***** GIVEN RECORDS
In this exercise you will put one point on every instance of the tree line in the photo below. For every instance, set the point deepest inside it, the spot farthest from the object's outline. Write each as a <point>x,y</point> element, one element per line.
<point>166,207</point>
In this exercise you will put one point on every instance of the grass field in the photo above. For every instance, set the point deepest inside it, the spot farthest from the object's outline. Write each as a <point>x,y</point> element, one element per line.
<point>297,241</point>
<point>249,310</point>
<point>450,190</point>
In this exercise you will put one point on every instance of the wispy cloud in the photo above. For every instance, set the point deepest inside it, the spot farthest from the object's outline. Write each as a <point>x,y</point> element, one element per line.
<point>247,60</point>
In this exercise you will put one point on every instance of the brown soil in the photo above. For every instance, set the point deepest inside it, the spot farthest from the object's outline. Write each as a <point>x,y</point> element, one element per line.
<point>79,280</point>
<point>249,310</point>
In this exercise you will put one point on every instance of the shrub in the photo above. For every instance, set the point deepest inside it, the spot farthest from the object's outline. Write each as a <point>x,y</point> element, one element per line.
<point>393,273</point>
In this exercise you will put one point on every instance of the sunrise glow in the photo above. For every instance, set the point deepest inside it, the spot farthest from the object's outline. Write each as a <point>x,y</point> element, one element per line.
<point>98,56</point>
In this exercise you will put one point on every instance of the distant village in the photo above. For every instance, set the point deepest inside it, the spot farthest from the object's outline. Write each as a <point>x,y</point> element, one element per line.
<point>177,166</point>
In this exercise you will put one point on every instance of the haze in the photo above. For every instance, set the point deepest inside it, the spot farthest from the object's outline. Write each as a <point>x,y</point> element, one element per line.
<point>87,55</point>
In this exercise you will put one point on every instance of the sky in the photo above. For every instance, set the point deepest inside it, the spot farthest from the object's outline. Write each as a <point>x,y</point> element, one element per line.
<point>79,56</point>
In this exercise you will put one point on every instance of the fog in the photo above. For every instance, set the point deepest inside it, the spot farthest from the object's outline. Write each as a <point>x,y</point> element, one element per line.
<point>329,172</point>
**********
Rewrite all of the lines above as a JSON list of strings, one string per line, omitting any blank lines.

- [TASK RESULT]:
[
  "In this exercise you will put one point on every instance of the tree line in the photo below. For every instance, set the point deepest inside it, the spot farthest from the object's outline. Write each as a <point>x,y</point> element, one element per line.",
  "<point>166,207</point>",
  "In this exercise you will put one point on every instance of the grass field in the photo above. For every instance, set the point deepest inside it, the spot farthest from the object's outline. Write each as a <point>x,y</point> element, one element per line.",
  "<point>297,241</point>",
  "<point>249,310</point>",
  "<point>450,190</point>",
  "In this exercise you will put one point on every instance of the wispy cloud in the photo above. For every instance, set the point deepest inside it, the spot farthest from the object's outline. Write each as a <point>x,y</point> element, one element per line.",
  "<point>247,60</point>",
  "In this exercise you will put one point on every instance of the brown soil in the photo above. For every instance, set the point deepest inside it, the spot farthest from the object's outline. Write each as a <point>x,y</point> element, one element per line.",
  "<point>79,280</point>",
  "<point>249,310</point>",
  "In this exercise you will put one point on every instance of the shrub in the photo above. For every instance, set the point deepest inside it, the spot farthest from the object's outline. Write each as a <point>x,y</point> element, one element per line.",
  "<point>393,273</point>",
  "In this exercise you will put one point on every instance of the sunrise glow in the photo above. For every instance, set the point deepest inside it, the spot farthest from the object's outline. Write each as a <point>x,y</point> element, one element per line.",
  "<point>98,56</point>",
  "In this exercise you will put one point on every instance of the distant village in the photo above. For every instance, set the point deepest inside it, the spot farthest from the object's outline. Write each as a <point>x,y</point> element, one element per line.",
  "<point>177,166</point>",
  "In this exercise you will put one point on every instance of the haze in the photo above. For every instance, set the point deepest inside it, the spot farthest from the object's outline. Write each as a <point>x,y</point> element, one element per line.",
  "<point>87,55</point>",
  "In this exercise you will put one point on every instance of the sky in the photo above. For every instance, set the point deepest inside it, the spot farthest from the object's outline. Write each as a <point>x,y</point> element, one element per line.",
  "<point>79,56</point>",
  "In this exercise you will put one point on every instance of the fog in the photo above. For every instance, set the point deepest inside it, the spot farthest from the object's outline. Write each as a <point>x,y</point> element, one element per line.",
  "<point>329,172</point>"
]